### Source
________________

Welcome to the June edition of 3 For 3, where we keep it real with three tight takes—one on markets, one on planning, one on life.
Last month, we unpacked the AI gold rush, financial spring cleaning, and the surprising ROI of silence. This time, we’re going global, high-altitude, and back to basics with a plain-speak take on tariffs, Everest season, and how to work your IRA when times get tight. Let’s dive in.
PS: Alphavest’s Aristocrats Model is up 7.90% YTD v. DJIA and SPX +1.19%, and 2.54%–GOT ARISTOCRATS?
Alphavest’s Maven of Alts and June Spotlight goes to: Kate Nevin, TSWS
What SHE SAID…
“TSWS analysis of multiple reports leads us to believe that over the long-term women-led teams can generate additional alpha of 4%. We expect that this diversity boost will help us achieve 12-15% net performance on an annualized basis across a well-diversified portfolio.”
1. Tariffs 101: What They Are, Who Pays, and Why It Matters Now
Tariffs are basically taxes on stuff we import. When the U.S. slaps a 25% tariff on electric vehicles from China—as it did in May—that cost doesn’t just hit Beijing. It hits your wallet.
Right now, the U.S. has over 21% average tariffs on Chinese goods, up from just 3% a few years ago. Tariffs can protect American industries, sure—but they also raise costs for U.S. manufacturers and consumers. We’re talking steel, solar, semiconductors, and more.

________________

### Data extract
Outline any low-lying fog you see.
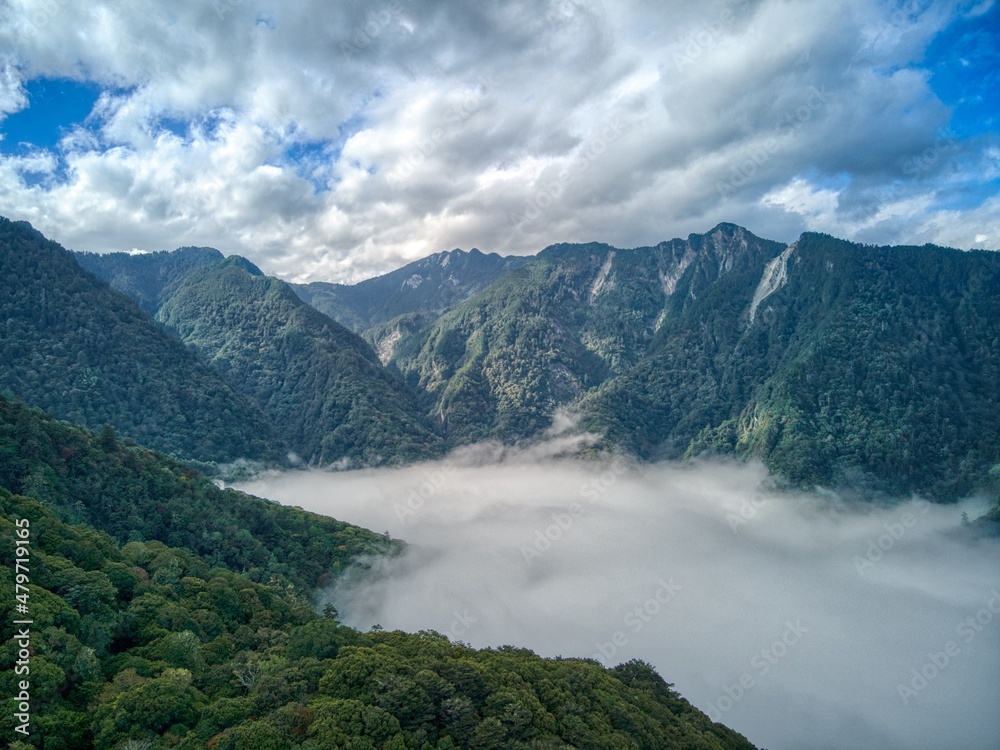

________________

### Goal A
Rewrite the newsletter, starting with "Alphavest’s Maven of" and going on through "hits your wallet.", and change "electric vehicles" to "solar panels".
### Goal B
According to the newsletter, what three topics did last month's edition cover?
The lines have no connection to the newsletter.

### Final result A
Alphavest’s Maven of Alts and June Spotlight goes to: Kate Nevin, TSWS
What SHE SAID…
“TSWS analysis of multiple reports leads us to believe that over the long-term women-led teams can generate additional alpha of 4%. We expect that this diversity boost will help us achieve 12-15% net performance on an annualized basis across a well-diversified portfolio.”
1. Tariffs 101: What They Are, Who Pays, and Why It Matters Now
Tariffs are basically taxes on stuff we import. When the U.S. slaps a 25% tariff on solar panels from China—as it did in May—that cost doesn’t just hit Beijing. It hits your wallet.

### Final result B
- the AI gold rush
- financial spring cleaning
- the surprising ROI of silence